Find the line that contains "Quick check: Given the image above, locate every white yacht". Repeat that line and all lines following it, exactly, through the end of the listing below.
-- start Data to use --
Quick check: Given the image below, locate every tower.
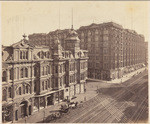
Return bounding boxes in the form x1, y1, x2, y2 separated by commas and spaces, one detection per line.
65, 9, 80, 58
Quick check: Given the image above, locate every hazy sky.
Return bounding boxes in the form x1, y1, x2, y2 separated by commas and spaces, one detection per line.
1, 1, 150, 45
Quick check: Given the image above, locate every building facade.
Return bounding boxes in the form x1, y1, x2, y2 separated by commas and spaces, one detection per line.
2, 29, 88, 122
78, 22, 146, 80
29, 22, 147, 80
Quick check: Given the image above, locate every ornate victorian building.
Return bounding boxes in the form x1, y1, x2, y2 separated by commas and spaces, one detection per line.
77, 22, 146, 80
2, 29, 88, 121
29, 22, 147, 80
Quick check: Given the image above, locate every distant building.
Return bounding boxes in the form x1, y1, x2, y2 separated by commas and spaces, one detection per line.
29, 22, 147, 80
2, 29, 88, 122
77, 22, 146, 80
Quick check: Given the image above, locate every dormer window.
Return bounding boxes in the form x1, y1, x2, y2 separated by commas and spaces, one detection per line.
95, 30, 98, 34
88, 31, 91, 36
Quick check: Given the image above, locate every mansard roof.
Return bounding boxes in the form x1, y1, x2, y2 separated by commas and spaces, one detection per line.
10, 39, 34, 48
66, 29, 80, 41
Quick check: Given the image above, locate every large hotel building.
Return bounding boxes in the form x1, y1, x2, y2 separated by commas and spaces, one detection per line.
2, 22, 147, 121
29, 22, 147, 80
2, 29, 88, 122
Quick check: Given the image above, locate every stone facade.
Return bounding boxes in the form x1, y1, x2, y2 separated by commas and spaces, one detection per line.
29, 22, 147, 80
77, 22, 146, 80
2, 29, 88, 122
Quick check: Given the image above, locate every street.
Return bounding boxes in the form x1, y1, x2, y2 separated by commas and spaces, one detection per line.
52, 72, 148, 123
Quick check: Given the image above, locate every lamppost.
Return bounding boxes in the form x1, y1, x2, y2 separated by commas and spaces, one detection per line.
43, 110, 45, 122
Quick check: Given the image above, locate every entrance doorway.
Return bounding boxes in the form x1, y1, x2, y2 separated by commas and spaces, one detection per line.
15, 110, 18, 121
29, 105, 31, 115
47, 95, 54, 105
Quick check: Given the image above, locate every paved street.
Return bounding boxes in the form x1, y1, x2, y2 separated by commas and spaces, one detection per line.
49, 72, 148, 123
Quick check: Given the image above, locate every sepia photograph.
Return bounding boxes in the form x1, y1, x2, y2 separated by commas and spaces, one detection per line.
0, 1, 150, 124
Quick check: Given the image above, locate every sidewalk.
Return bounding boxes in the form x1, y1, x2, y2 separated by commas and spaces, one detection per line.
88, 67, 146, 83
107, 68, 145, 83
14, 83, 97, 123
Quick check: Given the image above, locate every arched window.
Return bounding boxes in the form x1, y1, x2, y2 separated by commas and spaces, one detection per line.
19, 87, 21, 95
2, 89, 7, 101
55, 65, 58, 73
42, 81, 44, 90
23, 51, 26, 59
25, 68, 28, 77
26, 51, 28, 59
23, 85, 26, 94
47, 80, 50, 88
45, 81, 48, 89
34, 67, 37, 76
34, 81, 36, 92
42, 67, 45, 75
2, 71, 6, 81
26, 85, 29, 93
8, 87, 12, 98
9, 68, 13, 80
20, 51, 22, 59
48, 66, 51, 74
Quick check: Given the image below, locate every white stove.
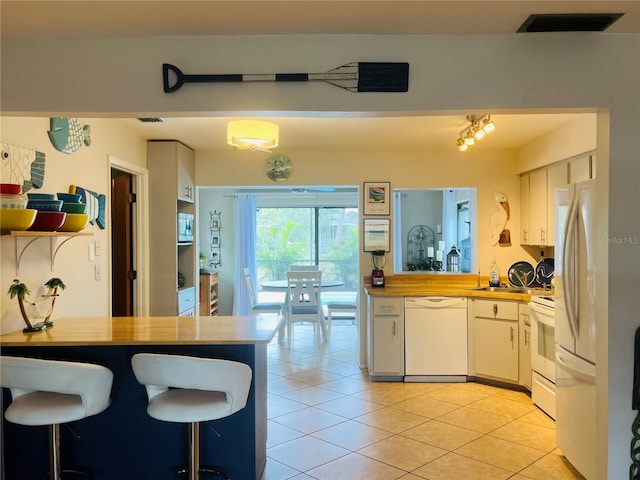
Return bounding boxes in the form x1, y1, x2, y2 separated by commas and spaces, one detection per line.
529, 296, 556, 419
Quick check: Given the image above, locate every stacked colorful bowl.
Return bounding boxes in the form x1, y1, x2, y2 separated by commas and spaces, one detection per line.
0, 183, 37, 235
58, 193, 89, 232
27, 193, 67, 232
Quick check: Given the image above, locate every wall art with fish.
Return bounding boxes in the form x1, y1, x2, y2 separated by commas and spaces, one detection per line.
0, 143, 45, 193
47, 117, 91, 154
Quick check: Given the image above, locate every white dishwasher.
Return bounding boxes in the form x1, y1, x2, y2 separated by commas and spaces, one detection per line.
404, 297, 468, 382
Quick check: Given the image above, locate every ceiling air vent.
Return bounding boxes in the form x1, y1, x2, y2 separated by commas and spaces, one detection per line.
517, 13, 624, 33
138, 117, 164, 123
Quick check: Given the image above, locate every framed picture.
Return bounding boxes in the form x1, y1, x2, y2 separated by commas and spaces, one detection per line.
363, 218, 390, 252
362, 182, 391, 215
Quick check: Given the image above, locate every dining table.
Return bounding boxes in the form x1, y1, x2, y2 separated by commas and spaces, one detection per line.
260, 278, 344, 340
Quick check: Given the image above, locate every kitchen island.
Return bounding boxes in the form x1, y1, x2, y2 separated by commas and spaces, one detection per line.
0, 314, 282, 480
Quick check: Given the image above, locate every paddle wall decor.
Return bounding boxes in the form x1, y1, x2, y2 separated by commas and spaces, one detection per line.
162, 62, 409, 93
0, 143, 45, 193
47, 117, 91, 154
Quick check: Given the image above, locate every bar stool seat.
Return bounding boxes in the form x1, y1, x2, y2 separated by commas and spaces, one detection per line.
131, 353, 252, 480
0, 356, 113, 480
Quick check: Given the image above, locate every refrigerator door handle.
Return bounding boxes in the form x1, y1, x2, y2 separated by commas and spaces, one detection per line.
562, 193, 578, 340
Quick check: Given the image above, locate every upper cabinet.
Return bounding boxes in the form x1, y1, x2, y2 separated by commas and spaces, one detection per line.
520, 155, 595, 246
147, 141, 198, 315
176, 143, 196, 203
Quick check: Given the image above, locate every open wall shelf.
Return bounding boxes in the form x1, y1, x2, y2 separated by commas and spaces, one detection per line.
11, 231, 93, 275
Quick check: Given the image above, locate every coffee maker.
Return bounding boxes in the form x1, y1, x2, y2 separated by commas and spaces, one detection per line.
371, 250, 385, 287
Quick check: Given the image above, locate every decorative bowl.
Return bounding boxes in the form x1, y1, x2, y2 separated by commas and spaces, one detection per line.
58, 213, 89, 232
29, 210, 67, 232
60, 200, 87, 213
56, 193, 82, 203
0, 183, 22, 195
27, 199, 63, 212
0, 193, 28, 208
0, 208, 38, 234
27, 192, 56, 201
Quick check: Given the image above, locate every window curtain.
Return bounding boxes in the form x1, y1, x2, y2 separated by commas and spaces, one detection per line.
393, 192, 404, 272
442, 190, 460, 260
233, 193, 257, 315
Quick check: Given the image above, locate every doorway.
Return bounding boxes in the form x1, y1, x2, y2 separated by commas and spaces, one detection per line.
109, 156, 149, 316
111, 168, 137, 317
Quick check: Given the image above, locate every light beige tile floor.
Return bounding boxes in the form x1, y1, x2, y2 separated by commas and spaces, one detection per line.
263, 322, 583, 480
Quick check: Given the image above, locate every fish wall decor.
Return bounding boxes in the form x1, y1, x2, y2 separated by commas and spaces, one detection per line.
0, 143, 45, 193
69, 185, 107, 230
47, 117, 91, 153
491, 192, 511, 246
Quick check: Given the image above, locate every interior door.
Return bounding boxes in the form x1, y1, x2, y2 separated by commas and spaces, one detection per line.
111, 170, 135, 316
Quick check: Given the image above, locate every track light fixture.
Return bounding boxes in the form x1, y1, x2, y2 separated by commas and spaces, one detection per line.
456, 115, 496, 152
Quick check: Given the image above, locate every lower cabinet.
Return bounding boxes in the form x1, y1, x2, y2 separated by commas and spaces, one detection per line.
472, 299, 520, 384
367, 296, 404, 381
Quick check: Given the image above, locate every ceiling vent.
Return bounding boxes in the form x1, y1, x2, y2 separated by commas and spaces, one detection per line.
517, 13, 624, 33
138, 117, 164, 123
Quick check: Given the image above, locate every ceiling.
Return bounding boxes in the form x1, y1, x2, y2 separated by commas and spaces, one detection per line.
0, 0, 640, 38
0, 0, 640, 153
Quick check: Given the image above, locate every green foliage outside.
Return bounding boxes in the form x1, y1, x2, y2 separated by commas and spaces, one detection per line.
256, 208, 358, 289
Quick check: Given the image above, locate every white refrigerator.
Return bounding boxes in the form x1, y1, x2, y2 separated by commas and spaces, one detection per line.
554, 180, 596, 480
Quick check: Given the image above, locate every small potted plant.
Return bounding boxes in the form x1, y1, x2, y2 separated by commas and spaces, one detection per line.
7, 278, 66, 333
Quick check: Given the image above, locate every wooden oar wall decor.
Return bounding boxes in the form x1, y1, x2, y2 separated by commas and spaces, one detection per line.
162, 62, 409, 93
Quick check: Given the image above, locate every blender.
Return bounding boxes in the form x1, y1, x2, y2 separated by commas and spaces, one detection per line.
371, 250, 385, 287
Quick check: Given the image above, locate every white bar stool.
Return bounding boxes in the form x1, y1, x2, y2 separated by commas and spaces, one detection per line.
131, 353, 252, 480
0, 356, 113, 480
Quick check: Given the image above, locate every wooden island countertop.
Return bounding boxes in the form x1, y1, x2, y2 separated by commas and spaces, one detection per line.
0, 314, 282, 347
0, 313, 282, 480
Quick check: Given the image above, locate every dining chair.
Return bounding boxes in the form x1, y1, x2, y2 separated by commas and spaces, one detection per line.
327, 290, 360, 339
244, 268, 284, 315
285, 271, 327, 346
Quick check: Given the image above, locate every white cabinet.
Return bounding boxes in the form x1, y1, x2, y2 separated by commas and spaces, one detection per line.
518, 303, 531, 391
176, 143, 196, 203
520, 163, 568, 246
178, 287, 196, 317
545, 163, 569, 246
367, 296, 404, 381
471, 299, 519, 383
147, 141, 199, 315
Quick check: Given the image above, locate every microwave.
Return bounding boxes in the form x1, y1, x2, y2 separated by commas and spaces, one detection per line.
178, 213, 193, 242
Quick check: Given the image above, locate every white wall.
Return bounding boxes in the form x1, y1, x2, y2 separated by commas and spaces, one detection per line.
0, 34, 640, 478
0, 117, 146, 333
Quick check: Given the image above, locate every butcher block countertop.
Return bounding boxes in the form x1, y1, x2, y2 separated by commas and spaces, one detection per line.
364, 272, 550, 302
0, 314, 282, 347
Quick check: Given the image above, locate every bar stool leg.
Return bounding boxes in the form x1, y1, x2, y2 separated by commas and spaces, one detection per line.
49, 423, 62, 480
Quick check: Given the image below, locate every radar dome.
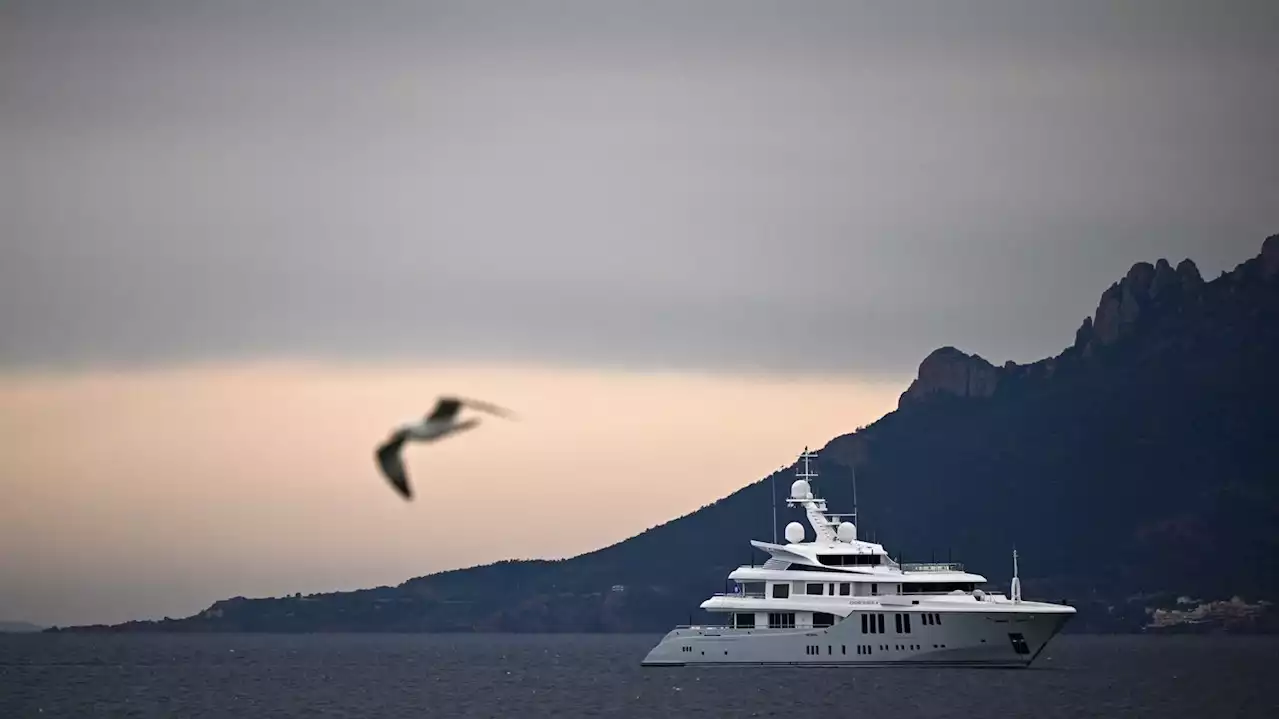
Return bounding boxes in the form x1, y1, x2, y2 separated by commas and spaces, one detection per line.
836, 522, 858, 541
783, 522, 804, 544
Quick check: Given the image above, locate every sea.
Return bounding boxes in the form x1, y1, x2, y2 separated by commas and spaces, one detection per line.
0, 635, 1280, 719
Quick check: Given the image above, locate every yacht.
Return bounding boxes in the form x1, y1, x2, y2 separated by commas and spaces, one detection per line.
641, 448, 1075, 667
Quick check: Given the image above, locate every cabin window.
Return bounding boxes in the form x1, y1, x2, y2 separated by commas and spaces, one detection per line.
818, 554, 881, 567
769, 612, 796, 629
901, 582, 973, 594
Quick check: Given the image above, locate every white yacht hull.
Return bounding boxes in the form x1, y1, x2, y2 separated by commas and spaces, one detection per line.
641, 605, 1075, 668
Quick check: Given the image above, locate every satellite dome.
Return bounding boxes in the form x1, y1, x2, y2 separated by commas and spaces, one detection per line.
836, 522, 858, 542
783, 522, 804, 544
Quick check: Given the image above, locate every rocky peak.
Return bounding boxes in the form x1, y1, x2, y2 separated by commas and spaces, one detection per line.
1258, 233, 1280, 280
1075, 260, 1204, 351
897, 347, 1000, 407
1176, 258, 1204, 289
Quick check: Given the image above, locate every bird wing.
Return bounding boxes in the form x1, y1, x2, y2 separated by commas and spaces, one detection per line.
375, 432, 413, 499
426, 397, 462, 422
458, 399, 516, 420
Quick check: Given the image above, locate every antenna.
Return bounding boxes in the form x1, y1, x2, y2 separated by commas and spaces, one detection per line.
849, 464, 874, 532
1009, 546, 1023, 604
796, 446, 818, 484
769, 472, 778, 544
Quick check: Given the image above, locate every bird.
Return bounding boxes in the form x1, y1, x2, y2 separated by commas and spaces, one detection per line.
-- end Data to use --
◆ Solution below ◆
Quick check: Given the image above, locate every white yacht hull.
Return bounding boxes in the form x1, y1, x2, y2 separated by commas and spaces, one detection per line.
641, 605, 1075, 668
Quick check: Given the image above, locate every satellite dome.
Return bounding boxes in the form x1, y1, x2, y2 separated by commas and spaces, one detection per line.
836, 522, 858, 542
783, 522, 804, 544
Quick check: Given the image above, locate every rocky peak.
Return bounding boxes in the form x1, y1, x2, y2 separated by commas and spaces, one detection per line.
1258, 233, 1280, 280
1075, 260, 1204, 351
897, 347, 1000, 407
1176, 258, 1204, 289
Quick check: Given the image above, locate every bird wing.
Return bounding boxes in the form x1, y1, x2, y2 separated by commas and spaces, one detection per line.
375, 432, 413, 499
426, 397, 462, 422
458, 399, 516, 420
Quick check: Given the image above, locate every antenna.
Return bounding boxes in the form x1, y1, x2, y2 separated by commas and spaces, one detection per line.
849, 464, 874, 532
1009, 546, 1023, 604
796, 446, 818, 484
769, 472, 778, 544
Quick check: Given the image above, locate every bird.
Return bounding boxes in the form x1, y1, x2, y2 separated by commas and spaces, one detection per line.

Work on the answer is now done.